## Work instruction
For each line below with the word "cuff", write out a copy.

## Material supplied
┌────────

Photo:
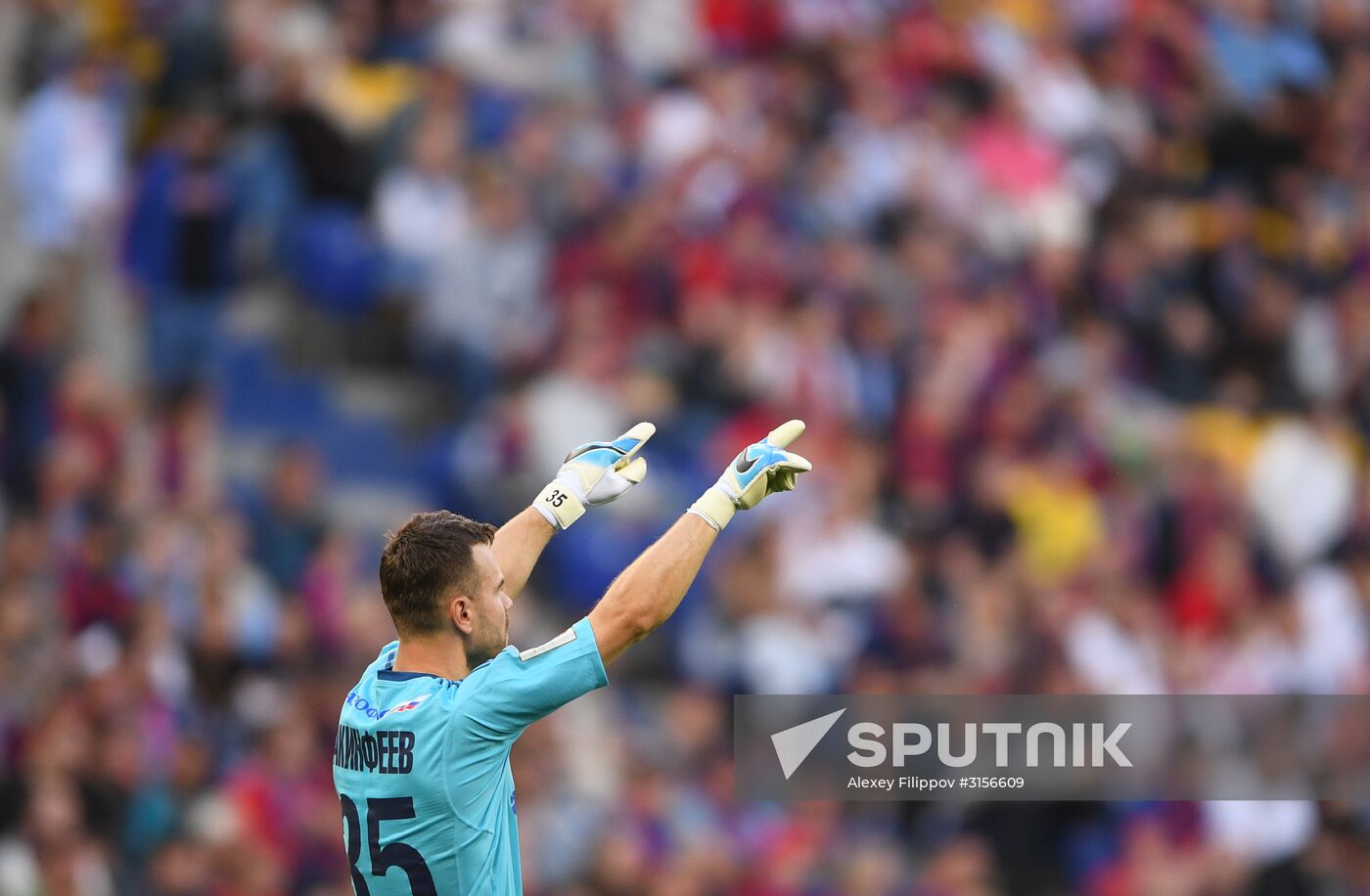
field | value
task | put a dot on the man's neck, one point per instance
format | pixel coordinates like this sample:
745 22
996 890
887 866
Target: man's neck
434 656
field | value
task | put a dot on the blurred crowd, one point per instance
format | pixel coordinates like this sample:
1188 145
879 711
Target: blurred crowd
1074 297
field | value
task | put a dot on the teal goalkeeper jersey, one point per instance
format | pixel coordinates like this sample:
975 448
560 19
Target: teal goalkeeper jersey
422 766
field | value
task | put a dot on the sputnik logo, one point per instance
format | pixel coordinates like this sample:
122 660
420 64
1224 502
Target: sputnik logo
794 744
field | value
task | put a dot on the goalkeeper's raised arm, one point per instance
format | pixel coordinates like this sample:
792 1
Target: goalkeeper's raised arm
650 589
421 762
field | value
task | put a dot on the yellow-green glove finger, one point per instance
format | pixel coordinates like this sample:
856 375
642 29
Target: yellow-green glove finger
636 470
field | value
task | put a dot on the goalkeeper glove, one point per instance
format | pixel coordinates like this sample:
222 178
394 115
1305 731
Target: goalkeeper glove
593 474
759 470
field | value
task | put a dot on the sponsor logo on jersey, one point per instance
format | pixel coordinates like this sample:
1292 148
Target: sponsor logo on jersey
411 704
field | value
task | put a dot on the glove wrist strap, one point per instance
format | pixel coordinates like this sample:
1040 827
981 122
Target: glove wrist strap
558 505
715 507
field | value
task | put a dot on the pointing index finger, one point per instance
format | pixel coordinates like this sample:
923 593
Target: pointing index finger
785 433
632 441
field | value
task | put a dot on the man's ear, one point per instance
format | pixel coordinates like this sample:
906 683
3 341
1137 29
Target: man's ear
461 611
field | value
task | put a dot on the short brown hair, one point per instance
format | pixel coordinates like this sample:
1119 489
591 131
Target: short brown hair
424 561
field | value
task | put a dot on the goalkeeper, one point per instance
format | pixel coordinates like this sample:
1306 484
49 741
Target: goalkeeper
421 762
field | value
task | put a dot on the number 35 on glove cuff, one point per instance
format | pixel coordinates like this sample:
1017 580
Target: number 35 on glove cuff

└────────
┌────────

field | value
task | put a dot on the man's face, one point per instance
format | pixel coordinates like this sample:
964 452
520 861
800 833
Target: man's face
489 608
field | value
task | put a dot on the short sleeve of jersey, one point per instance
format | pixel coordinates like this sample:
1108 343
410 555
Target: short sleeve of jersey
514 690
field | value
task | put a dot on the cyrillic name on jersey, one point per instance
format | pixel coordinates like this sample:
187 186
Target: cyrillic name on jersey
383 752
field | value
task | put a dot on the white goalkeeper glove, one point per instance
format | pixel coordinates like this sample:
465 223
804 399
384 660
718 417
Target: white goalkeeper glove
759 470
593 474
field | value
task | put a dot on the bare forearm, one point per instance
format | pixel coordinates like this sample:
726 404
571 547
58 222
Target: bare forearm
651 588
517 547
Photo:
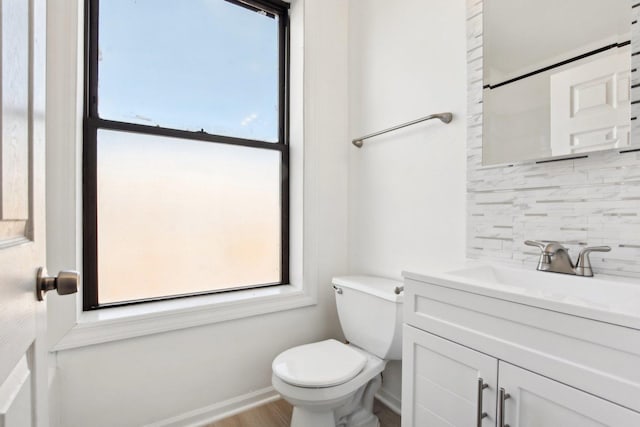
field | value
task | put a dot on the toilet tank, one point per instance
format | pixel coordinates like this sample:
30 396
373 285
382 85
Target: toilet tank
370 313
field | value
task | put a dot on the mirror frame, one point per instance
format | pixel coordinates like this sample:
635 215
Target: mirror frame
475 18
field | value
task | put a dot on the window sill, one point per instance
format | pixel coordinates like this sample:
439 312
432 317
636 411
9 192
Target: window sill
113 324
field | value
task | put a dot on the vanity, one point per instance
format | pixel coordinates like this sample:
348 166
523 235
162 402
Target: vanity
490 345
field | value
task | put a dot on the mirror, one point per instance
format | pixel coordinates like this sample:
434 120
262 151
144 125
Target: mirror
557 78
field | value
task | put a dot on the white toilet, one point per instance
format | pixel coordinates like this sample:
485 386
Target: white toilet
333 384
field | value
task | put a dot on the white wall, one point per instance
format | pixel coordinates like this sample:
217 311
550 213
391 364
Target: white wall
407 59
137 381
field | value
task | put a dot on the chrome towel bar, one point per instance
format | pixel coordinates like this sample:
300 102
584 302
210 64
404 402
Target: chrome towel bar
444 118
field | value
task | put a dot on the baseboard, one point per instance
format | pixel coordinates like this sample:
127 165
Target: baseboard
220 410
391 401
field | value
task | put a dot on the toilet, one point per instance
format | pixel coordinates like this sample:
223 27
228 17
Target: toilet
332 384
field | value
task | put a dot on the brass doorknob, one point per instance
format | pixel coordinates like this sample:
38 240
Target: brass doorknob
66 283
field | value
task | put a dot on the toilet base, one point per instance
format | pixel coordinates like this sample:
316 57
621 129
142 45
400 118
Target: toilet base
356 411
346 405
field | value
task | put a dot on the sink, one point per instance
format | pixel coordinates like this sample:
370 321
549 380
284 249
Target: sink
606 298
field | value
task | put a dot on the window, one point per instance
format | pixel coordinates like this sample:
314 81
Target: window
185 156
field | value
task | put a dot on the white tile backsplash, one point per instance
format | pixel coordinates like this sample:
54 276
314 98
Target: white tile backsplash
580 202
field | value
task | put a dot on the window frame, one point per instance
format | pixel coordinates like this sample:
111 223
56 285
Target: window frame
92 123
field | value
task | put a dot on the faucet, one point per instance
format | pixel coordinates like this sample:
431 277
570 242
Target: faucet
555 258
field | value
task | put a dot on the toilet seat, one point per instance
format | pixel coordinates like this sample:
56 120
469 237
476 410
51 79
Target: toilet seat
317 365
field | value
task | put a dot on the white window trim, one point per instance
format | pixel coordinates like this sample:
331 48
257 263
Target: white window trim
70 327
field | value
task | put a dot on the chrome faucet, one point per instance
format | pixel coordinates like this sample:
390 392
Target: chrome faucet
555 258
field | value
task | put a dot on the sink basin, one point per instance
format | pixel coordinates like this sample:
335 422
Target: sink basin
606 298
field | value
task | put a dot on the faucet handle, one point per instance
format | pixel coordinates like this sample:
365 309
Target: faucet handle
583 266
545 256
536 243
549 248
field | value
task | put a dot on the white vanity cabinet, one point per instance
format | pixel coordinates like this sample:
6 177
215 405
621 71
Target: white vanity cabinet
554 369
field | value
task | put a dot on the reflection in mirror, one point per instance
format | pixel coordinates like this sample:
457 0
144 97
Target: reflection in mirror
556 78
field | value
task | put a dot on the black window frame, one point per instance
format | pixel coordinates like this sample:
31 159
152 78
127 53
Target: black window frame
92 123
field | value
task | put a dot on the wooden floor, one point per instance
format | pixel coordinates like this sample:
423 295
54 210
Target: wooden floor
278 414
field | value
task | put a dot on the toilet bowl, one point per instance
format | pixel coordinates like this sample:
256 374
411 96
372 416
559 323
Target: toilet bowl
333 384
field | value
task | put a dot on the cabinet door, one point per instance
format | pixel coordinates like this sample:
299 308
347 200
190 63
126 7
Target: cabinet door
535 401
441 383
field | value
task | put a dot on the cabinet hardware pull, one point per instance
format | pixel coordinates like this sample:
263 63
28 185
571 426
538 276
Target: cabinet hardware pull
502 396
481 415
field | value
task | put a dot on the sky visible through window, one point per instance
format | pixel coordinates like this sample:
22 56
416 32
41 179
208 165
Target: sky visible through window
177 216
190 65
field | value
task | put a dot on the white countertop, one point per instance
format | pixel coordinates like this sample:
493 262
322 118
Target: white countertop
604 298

└────────
┌────────

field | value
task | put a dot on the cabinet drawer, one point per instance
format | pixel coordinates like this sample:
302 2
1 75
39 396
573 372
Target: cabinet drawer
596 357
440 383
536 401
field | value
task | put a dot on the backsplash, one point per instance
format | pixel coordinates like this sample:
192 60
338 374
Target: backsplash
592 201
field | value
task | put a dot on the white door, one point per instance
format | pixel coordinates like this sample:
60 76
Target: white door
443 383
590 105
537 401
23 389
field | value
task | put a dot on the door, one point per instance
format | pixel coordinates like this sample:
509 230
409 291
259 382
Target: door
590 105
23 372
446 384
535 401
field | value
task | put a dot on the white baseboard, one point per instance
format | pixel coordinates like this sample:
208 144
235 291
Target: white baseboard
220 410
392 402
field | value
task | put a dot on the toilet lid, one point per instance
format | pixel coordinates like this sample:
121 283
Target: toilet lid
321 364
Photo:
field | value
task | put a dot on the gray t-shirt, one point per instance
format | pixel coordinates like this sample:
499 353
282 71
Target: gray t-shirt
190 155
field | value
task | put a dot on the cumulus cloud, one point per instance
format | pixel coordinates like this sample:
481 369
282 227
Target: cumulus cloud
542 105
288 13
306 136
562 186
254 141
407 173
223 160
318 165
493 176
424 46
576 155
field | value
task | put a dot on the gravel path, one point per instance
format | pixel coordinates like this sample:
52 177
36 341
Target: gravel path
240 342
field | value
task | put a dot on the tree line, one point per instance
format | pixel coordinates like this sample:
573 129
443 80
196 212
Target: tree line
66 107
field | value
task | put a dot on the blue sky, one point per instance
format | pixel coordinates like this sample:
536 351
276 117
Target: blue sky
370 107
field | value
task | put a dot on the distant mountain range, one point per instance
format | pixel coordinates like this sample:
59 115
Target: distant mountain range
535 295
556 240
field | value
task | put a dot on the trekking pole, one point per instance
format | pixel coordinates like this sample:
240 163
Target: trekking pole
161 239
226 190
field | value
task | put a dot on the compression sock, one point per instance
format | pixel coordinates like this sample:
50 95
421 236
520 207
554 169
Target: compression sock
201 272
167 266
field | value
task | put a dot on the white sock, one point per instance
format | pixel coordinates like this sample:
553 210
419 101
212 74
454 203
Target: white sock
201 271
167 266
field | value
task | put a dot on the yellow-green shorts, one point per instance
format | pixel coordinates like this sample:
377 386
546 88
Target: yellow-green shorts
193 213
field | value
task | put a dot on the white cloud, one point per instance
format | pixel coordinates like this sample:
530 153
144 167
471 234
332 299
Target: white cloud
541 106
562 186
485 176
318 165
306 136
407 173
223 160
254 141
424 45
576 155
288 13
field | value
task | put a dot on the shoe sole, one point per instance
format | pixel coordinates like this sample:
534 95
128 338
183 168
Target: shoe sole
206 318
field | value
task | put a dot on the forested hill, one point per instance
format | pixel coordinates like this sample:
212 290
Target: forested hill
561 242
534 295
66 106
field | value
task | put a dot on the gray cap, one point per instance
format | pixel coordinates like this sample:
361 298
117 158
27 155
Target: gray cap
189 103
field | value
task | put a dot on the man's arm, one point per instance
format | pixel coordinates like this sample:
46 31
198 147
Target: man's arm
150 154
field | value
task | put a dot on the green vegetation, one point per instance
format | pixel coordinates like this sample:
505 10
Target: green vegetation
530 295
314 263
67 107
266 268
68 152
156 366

└────────

## The answer
task | put a dot on the number 35 on glove cuff, one point per instance
Target: number 35 on glove cuff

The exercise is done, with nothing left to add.